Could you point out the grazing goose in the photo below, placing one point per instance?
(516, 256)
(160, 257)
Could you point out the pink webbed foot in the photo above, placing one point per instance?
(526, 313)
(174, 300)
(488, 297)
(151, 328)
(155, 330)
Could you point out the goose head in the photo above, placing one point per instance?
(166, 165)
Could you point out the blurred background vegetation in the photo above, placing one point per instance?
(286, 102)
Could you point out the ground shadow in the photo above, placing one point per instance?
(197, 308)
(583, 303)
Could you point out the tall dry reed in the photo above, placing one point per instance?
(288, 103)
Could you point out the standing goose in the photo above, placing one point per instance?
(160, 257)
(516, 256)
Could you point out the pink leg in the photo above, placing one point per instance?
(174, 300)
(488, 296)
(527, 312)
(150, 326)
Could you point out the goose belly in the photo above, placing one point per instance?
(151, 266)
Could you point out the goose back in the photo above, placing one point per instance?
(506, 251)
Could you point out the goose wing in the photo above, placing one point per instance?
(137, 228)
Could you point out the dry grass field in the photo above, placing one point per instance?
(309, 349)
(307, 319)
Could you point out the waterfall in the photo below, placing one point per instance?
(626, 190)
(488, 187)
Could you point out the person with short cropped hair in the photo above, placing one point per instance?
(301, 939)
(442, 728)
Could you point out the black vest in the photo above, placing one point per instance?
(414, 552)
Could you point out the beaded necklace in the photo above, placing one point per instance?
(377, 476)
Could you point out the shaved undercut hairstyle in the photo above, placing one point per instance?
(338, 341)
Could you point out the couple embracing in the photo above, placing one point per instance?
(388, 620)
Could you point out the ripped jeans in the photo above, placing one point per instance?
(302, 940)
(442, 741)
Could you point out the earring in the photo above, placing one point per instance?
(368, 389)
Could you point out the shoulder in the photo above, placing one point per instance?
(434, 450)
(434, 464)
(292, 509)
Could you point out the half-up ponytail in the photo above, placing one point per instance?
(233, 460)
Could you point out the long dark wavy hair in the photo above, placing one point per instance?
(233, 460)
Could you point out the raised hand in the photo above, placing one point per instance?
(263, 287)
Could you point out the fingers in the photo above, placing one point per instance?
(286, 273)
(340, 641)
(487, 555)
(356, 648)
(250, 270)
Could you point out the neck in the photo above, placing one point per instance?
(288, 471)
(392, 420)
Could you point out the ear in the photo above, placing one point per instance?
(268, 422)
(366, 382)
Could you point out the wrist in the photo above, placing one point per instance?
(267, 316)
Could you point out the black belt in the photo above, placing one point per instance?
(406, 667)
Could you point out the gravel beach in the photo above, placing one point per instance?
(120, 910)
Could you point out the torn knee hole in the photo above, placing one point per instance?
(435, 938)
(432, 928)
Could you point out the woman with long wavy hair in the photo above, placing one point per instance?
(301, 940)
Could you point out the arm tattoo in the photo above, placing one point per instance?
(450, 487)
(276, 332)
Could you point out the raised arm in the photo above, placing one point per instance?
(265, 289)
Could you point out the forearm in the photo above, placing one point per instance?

_ _ _ _ _ _ _

» Brief: Your task is to repeat every entry exactly.

» Task response:
Could you point out the grazing goose in the photo below, placing one point per instance?
(516, 256)
(160, 257)
Could you point out the pink webbed foot in the photo above, placing one point per instance?
(526, 313)
(174, 300)
(488, 297)
(151, 328)
(155, 330)
Could you point out the goose head in the photo above, placing one point per instance?
(166, 165)
Could you point out the blurred background vegetation in the photo above, placing one point per instance?
(286, 102)
Could you point out the ground shadow in the photo above, placing one point per instance?
(197, 308)
(583, 303)
Could you point out the tall dry reed in the photo above, placing one point per instance?
(288, 103)
Could you point out the standing goose in the photo above, placing one point per instance?
(160, 257)
(516, 256)
Could you point out the pink leg in the photo above, placing one point per instance?
(174, 300)
(488, 296)
(527, 312)
(150, 326)
Could you point out the goose belly in the photo above, placing one point per instance?
(151, 266)
Could you point out the goose back in the photo above, placing one point per instance?
(506, 251)
Could you point out the goose wing in the photo above, placing one point per instance?
(137, 228)
Could you point out the dry grass field in the photo above, placing one point per instance?
(309, 349)
(307, 319)
Could you point out the waterfall in the photo below, placing one point per instance?
(626, 190)
(488, 187)
Could you point out the person with short cropped hair in the photo above, placing one point per instance?
(301, 939)
(442, 728)
Could you point out the black vest in the photo above, placing one point per instance?
(414, 552)
Could you point out the beaded necklace in the photo above, placing one point per instance?
(377, 476)
Could you point out the shaved undercut hairstyle in the photo above, placing one point per instance?
(338, 341)
Could you point out the couple embracing in the photo above, placing one point per instance?
(388, 620)
Could you point out the ripped jeans in the photo above, placing one point per instance?
(302, 940)
(442, 741)
Could you point out the earring in the photo above, placing one point per instance?
(368, 389)
Could you point out the shoulder in the photo above, placing one point per instance?
(434, 450)
(434, 464)
(292, 509)
Could you point out the half-up ponytail in the photo above, placing one point per instance?
(233, 460)
Could you point out the long dark wavy hair in the photo above, placing one point per instance?
(233, 460)
Could you point out the raised hand in the photo above, placing one point per instance?
(263, 287)
Could you point out the fingers in the photo above, placing one point per instance?
(286, 273)
(340, 641)
(487, 555)
(356, 648)
(250, 270)
Could you point out the neck in the photo above, placing one point per instance?
(288, 471)
(392, 420)
Could you point out the ear in the photo above, placing one point per instance?
(268, 422)
(366, 382)
Could you point out the wrist in the photo above, placing one point per instance?
(267, 316)
Could you point out the black belt in the photo above, placing one point per instance?
(406, 667)
Could you point out the gravel beach in the photo above, placing one point per instance?
(120, 910)
Could you point out the torn knee hole in the photo above, placing one point per instance?
(435, 938)
(432, 928)
Could you point out the woman with long wavy hair in the photo above, placing one point per instance?
(301, 940)
Could you point out the arm tattoo in the photo above, placing one point per instance?
(450, 487)
(276, 332)
Could you point out the raised arm in the photo above, placing one point per instance?
(265, 289)
Could you point out the forearm in the photo above, placing one point per instance?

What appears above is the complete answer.